Given data:
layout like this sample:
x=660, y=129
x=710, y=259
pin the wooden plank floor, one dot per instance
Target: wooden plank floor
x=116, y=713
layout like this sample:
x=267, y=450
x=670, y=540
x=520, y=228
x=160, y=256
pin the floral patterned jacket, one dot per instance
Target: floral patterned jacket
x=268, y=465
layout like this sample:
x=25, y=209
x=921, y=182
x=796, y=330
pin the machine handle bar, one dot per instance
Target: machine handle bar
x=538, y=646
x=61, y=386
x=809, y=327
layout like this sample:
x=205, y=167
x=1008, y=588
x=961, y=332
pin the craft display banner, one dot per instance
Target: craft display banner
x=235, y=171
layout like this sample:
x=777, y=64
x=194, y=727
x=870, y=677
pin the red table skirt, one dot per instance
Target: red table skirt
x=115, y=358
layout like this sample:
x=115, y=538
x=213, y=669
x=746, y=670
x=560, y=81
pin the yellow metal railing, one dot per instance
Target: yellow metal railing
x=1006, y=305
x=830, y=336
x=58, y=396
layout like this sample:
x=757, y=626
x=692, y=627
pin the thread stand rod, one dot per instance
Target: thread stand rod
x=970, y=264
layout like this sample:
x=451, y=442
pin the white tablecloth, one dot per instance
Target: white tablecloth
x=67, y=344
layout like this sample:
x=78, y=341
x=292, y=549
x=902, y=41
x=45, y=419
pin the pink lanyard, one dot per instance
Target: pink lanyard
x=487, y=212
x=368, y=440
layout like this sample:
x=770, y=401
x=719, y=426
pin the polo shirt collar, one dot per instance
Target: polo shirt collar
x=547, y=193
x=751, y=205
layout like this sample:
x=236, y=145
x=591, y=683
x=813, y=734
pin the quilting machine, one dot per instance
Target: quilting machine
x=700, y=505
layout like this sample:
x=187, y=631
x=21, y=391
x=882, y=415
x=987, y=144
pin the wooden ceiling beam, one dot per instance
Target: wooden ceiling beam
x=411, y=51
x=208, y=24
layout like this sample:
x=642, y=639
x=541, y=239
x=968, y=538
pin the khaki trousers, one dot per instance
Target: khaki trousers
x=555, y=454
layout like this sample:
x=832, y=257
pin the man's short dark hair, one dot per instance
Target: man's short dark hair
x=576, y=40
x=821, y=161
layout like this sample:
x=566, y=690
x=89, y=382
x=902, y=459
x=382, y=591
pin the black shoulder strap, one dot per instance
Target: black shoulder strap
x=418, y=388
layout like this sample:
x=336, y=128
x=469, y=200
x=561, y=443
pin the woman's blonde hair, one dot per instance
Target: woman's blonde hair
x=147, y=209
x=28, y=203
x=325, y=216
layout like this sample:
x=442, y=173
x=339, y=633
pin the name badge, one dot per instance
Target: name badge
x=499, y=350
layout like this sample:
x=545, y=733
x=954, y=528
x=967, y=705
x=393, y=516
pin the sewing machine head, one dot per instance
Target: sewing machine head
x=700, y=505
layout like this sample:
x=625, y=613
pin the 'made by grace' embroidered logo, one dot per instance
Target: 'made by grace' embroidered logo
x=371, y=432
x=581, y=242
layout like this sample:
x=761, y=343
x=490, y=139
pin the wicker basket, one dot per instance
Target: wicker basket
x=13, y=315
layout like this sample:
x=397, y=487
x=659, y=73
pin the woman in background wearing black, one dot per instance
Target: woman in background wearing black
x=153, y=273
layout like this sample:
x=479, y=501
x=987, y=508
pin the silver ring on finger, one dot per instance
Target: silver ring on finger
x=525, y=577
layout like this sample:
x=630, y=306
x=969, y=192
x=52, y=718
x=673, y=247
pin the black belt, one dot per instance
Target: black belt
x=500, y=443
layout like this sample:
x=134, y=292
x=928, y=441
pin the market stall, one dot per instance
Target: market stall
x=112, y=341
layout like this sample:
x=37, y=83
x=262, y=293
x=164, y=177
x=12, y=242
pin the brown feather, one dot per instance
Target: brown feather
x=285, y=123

Aim of the task:
Reproduce every line of the material exactly.

Expected answer:
layout like this sample:
x=660, y=129
x=710, y=259
pin the wooden plank floor, one dot per instance
Target: wooden plank floor
x=116, y=713
layout like this sample:
x=267, y=450
x=670, y=540
x=520, y=228
x=160, y=256
pin the floral patterned jacket, one dot per instance
Target: floral patterned jacket
x=268, y=465
layout like this sample:
x=25, y=209
x=921, y=182
x=796, y=330
pin the machine handle bar, one dot per instance
Target: machine handle bar
x=538, y=646
x=61, y=386
x=809, y=327
layout like this sample:
x=205, y=167
x=1008, y=588
x=961, y=332
pin the craft display banner, one dot per instance
Target: craft display banner
x=235, y=171
layout like this sample:
x=777, y=64
x=194, y=727
x=870, y=677
pin the red table skirt, one dot per instance
Target: red table skirt
x=115, y=358
layout like this sample:
x=115, y=538
x=213, y=669
x=746, y=670
x=560, y=81
pin the yellow metal railing, one dot per instance
Target: yellow metal railing
x=1006, y=305
x=830, y=336
x=58, y=396
layout like this sample:
x=757, y=626
x=692, y=627
pin the thread stand rod, one dot per instance
Target: thread stand rod
x=970, y=264
layout like this sample:
x=451, y=442
pin the white tablecloth, one dot per instance
Target: white tablecloth
x=67, y=344
layout like this sample:
x=78, y=341
x=292, y=549
x=902, y=41
x=45, y=419
pin the pink lanyard, one dot per instance
Target: pink lanyard
x=487, y=212
x=368, y=440
layout like this sample:
x=770, y=401
x=719, y=426
pin the polo shirt collar, one dot per instance
Target: polo shirt collar
x=547, y=193
x=751, y=205
layout like this sample:
x=236, y=145
x=591, y=683
x=813, y=734
pin the quilting machine, one dot per instance
Target: quilting machine
x=700, y=505
layout like this sample:
x=187, y=631
x=21, y=391
x=882, y=415
x=987, y=144
pin the wooden ceiling beam, one dot per instance
Target: wooden ceiling beam
x=411, y=51
x=208, y=24
layout like this sample:
x=642, y=639
x=541, y=239
x=968, y=538
pin the khaki trousers, one dot per instance
Target: khaki trousers
x=555, y=454
layout like this sample:
x=832, y=257
pin the man's short dark hair, one dot per instance
Target: man's short dark hair
x=576, y=40
x=821, y=161
layout like this sample:
x=566, y=690
x=89, y=382
x=902, y=459
x=382, y=591
pin the black shoulder strap, one dot per instance
Target: black shoulder strap
x=418, y=388
layout like this sample:
x=336, y=128
x=469, y=200
x=561, y=443
pin the woman's blonde hair, one dot per instance
Target: woman's blonde hair
x=147, y=209
x=28, y=203
x=325, y=216
layout like this sample:
x=442, y=173
x=339, y=633
pin the name badge, one dot per instance
Target: name badge
x=499, y=350
layout like this sample:
x=545, y=733
x=954, y=528
x=967, y=705
x=393, y=516
pin the sewing machine head, one dot per instance
Target: sewing machine head
x=700, y=505
layout like this sample:
x=625, y=613
pin the 'made by grace' embroidered logo, one dot per instance
Target: 'made by grace' embroidered logo
x=371, y=432
x=581, y=242
layout like this sample:
x=761, y=343
x=490, y=139
pin the wicker basket, one dot per instance
Target: wicker basket
x=13, y=315
layout like this sample:
x=397, y=487
x=659, y=73
pin the woman in background wearing black, one dot per instance
Target: woman in background wearing black
x=153, y=273
layout like this sample:
x=479, y=501
x=987, y=508
pin the silver ring on finger, one dot per instance
Target: silver ring on finger
x=525, y=577
layout like this sample:
x=630, y=306
x=969, y=192
x=52, y=718
x=673, y=247
pin the black belt, one dot per instance
Target: black belt
x=500, y=443
layout like this sample:
x=134, y=292
x=928, y=441
pin the market stall, one dot per instance
Target: market stall
x=112, y=341
layout like this sample:
x=37, y=83
x=262, y=293
x=164, y=177
x=12, y=242
pin the brown feather, one dot per instance
Target: brown feather
x=285, y=123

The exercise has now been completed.